→ **ASSIGNED TASK**: Reproduce, without any change, everything in the records below from the line containing "</instance>" down to the last line of the records, including both ends.

→ **STUDY MATERIAL**:

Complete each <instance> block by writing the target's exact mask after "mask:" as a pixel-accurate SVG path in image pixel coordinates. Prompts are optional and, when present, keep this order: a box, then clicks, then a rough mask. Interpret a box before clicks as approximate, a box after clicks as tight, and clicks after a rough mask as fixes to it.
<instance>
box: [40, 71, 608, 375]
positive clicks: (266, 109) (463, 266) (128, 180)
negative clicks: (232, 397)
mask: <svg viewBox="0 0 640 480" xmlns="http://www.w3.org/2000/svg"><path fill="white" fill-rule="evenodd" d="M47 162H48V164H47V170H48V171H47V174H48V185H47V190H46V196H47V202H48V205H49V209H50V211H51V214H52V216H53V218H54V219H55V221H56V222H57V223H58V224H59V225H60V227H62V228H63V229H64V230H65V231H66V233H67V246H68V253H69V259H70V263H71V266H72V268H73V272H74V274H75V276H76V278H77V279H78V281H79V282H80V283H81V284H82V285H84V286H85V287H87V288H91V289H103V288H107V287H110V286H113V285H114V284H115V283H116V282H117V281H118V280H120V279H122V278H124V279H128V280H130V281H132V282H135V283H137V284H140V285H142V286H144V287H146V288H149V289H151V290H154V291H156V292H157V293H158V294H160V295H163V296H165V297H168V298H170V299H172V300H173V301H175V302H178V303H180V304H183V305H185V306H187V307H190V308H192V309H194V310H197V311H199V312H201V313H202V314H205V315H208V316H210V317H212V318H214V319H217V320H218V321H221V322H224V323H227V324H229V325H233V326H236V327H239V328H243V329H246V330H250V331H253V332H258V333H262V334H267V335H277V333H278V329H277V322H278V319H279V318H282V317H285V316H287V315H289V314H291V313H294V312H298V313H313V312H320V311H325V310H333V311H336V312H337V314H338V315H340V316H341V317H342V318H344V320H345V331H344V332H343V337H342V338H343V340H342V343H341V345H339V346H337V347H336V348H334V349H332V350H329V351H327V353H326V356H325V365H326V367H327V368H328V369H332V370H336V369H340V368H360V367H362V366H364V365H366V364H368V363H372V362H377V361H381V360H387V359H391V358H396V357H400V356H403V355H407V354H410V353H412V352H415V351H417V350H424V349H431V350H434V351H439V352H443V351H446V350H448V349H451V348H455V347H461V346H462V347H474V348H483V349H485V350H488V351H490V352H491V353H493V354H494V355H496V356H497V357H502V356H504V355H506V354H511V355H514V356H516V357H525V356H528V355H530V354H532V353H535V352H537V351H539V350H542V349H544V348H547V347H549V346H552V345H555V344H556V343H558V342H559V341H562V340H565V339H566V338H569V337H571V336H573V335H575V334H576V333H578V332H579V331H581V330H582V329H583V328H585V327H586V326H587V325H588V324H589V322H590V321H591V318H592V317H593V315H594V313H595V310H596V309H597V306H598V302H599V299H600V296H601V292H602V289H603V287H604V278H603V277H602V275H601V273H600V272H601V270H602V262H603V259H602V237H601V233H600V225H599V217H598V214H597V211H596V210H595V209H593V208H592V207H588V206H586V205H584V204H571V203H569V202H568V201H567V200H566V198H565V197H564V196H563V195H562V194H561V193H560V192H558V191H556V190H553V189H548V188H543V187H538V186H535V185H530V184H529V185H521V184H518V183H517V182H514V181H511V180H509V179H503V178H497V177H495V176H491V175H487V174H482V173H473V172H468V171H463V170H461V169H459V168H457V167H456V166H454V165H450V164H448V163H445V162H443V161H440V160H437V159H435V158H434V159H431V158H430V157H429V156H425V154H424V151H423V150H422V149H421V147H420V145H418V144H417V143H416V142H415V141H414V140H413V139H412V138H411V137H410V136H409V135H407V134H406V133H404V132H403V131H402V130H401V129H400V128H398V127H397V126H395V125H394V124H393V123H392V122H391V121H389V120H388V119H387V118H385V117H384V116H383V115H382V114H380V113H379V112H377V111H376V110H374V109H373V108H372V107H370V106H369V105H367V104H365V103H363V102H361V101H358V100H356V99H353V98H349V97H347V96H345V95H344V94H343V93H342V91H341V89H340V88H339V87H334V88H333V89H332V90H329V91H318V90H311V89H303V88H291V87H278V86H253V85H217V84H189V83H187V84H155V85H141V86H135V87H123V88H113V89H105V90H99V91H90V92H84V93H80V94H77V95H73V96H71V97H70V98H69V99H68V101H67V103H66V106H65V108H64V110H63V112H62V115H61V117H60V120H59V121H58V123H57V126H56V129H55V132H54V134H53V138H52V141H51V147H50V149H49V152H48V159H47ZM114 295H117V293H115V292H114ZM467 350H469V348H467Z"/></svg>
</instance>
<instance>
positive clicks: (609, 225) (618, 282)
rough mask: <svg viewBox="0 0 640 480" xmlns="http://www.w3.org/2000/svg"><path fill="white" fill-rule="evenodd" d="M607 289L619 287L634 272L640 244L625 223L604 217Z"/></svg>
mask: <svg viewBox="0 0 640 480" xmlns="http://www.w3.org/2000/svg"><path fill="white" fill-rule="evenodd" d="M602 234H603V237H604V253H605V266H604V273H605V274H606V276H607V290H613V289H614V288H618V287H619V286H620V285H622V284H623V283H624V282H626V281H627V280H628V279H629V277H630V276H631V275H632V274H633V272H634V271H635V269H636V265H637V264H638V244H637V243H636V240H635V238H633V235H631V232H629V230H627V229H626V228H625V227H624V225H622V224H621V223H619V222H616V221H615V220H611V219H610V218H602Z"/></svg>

→ **YOUR RESPONSE**:
</instance>
<instance>
positive clicks: (609, 225) (618, 282)
rough mask: <svg viewBox="0 0 640 480" xmlns="http://www.w3.org/2000/svg"><path fill="white" fill-rule="evenodd" d="M607 289L619 287L634 272L640 244L625 223L604 217Z"/></svg>
mask: <svg viewBox="0 0 640 480" xmlns="http://www.w3.org/2000/svg"><path fill="white" fill-rule="evenodd" d="M602 234H603V237H604V253H605V266H604V273H605V274H606V276H607V290H613V289H614V288H618V287H619V286H620V285H622V284H623V283H624V282H626V281H627V280H628V279H629V277H630V276H631V275H632V274H633V272H634V271H635V269H636V265H637V264H638V244H637V243H636V240H635V238H633V235H631V232H629V230H627V229H626V228H625V227H624V225H622V224H621V223H619V222H616V221H615V220H611V219H610V218H602Z"/></svg>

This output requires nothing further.